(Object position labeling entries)
** begin **

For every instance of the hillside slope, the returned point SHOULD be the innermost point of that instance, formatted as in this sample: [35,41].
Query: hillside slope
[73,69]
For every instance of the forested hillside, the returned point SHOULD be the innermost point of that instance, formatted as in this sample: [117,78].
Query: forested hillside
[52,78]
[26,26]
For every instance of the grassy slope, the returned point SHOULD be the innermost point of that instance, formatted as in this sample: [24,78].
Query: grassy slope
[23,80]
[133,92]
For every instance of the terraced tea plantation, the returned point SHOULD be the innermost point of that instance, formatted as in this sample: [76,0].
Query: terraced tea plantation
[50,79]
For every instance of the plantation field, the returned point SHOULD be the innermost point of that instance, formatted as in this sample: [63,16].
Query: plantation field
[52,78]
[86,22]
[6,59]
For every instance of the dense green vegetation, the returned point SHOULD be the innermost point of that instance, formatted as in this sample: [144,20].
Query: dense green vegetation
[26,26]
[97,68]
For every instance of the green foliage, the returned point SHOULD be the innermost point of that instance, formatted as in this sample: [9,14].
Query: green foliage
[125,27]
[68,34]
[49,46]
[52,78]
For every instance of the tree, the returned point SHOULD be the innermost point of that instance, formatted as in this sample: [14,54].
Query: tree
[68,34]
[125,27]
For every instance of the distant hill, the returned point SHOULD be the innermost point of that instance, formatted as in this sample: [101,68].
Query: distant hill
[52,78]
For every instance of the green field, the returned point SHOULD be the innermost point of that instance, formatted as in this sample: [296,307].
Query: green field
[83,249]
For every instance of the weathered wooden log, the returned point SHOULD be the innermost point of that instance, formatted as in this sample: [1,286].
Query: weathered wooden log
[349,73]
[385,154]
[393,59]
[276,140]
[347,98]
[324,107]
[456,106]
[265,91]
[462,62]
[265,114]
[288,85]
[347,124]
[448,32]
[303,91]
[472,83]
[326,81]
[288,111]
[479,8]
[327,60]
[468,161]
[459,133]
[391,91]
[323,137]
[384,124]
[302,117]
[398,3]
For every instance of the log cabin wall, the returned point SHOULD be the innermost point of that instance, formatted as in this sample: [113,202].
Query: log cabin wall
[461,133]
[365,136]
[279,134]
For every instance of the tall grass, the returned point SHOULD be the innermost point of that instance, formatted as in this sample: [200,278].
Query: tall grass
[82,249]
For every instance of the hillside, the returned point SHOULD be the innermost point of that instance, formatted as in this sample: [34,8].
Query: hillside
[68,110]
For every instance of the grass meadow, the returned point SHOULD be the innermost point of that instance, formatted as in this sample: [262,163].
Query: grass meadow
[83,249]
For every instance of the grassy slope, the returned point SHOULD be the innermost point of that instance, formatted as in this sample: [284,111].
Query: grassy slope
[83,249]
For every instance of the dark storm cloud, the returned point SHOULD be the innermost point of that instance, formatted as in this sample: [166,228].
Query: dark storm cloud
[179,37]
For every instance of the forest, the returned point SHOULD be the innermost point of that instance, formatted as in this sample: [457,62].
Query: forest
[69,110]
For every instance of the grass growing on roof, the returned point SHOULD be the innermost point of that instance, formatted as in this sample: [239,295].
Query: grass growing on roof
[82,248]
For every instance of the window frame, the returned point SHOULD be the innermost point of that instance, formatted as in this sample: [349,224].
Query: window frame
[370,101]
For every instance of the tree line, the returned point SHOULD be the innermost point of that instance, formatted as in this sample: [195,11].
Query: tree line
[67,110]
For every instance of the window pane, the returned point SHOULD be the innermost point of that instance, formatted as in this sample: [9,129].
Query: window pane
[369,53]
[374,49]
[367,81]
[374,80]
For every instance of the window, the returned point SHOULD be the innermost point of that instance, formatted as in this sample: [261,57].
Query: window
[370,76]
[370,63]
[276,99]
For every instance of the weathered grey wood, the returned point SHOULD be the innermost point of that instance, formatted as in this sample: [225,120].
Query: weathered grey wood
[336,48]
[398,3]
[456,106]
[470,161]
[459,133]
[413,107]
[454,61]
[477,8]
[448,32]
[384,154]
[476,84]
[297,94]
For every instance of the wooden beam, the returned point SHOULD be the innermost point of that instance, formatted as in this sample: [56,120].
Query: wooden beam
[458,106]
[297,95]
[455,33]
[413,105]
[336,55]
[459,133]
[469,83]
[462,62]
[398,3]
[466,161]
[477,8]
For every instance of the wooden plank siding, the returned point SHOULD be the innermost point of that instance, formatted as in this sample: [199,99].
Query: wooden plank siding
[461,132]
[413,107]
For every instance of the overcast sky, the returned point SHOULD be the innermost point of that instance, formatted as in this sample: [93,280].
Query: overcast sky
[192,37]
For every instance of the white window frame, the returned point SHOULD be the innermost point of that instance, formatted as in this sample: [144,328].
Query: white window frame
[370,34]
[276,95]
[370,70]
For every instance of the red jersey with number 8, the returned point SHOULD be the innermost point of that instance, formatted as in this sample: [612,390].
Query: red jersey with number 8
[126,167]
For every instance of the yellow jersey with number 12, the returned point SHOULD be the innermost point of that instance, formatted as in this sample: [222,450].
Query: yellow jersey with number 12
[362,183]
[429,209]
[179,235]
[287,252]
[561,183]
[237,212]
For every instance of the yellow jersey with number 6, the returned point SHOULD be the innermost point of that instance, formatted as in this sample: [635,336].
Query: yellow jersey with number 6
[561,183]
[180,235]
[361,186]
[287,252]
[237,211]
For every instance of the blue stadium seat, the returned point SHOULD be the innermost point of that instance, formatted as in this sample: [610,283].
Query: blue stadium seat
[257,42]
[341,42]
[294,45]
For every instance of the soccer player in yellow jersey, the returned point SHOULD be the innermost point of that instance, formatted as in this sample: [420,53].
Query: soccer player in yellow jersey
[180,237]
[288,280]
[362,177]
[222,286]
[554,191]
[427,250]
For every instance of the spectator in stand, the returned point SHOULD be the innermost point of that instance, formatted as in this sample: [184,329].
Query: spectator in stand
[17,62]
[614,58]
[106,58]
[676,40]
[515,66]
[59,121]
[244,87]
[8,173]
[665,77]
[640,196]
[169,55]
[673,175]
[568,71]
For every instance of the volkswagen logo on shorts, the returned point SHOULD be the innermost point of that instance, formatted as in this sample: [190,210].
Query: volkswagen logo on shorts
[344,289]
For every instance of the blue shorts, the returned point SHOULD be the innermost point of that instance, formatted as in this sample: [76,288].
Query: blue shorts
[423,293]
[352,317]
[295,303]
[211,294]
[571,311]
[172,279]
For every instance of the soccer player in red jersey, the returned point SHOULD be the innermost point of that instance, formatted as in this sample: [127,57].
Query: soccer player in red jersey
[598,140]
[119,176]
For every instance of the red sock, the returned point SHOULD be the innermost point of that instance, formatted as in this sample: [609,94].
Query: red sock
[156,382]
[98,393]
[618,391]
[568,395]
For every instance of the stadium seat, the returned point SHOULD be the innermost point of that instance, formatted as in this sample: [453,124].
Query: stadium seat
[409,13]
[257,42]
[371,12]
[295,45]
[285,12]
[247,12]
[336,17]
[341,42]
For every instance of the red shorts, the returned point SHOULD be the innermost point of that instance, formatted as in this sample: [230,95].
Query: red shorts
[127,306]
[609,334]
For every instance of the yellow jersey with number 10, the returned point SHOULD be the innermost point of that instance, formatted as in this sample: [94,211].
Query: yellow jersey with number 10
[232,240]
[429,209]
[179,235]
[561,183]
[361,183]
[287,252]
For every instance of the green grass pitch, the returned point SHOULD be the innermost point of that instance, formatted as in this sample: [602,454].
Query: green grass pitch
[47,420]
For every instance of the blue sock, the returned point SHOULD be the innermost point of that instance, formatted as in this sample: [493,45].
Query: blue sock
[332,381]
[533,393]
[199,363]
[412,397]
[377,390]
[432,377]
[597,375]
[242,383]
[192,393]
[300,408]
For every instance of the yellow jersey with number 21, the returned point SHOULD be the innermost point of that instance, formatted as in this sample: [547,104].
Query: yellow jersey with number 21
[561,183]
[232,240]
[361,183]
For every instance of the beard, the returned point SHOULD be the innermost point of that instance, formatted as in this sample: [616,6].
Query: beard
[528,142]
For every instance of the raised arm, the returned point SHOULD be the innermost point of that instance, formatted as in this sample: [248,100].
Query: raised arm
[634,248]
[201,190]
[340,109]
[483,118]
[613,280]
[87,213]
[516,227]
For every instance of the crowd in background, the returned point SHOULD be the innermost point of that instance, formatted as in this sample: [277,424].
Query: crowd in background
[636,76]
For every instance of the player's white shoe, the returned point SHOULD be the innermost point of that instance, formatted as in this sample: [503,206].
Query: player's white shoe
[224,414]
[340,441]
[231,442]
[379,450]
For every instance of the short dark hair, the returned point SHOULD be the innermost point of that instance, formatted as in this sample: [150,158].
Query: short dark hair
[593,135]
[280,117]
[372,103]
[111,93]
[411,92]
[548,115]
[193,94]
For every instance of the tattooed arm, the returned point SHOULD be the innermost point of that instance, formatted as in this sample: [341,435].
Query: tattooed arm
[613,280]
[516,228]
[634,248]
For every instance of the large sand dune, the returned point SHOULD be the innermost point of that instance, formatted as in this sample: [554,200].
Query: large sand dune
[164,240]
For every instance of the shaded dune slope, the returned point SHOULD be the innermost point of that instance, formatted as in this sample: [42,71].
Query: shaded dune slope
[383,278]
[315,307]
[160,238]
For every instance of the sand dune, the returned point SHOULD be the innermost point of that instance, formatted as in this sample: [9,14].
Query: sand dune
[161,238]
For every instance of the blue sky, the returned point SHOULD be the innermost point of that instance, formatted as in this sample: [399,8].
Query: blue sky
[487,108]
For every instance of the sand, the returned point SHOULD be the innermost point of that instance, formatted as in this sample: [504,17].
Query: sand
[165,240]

** end **

#### Prompt
From the line holding "For every instance of the sand dune, the" down to the final line above, quote every line exactly and only those lines.

#### Result
For every instance of the sand dune, the returned point SHOULD be the innermost point of that instance, formatted as in this sample: [9,14].
Query: sand dune
[161,238]
For every instance of the blue sky, the returned point SHOULD be the innermost point of that instance, formatted as in this sample: [399,8].
Query: blue sky
[487,108]
For every instance of the sand, the returned point SHOULD be the innermost point of that instance, formatted as in this sample: [504,17].
Query: sand
[165,240]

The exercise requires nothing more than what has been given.